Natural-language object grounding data
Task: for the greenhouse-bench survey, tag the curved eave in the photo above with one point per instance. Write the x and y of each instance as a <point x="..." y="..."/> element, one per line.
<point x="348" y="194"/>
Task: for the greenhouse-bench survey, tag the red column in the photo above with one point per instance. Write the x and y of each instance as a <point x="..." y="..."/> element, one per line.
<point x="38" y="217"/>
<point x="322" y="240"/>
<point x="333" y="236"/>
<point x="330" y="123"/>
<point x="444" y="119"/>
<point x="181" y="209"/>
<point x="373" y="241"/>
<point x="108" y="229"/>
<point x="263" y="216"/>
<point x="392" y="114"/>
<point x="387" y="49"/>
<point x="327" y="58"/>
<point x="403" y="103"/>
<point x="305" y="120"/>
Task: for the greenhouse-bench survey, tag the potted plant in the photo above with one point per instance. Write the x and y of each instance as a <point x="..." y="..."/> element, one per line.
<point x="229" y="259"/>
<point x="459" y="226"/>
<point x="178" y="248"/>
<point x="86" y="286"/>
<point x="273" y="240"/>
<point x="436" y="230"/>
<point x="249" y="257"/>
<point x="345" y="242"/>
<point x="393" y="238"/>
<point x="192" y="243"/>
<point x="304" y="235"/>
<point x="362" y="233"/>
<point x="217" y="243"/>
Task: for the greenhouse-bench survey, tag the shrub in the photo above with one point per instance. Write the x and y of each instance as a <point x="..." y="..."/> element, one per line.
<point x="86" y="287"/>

▶ Exercise prompt: Exactly as they appear, write out the lines from the one containing "Task: for the greenhouse-bench survey, tag the potted" through the final line of the entries above, both included.

▶ Expected answer:
Task: for the greenhouse-bench survey, tag the potted plant in the photo above with one point per instance. Write the x and y of each instance as a <point x="..." y="..."/> element, one per line.
<point x="229" y="259"/>
<point x="459" y="226"/>
<point x="178" y="248"/>
<point x="86" y="286"/>
<point x="273" y="240"/>
<point x="436" y="230"/>
<point x="249" y="257"/>
<point x="345" y="242"/>
<point x="393" y="238"/>
<point x="192" y="243"/>
<point x="304" y="235"/>
<point x="362" y="233"/>
<point x="217" y="243"/>
Task: for the greenhouse-bench survey, tag the shrub in the photo above with one point per instance. Write the x and y of each instance as a <point x="..." y="..."/> element, one per line.
<point x="86" y="287"/>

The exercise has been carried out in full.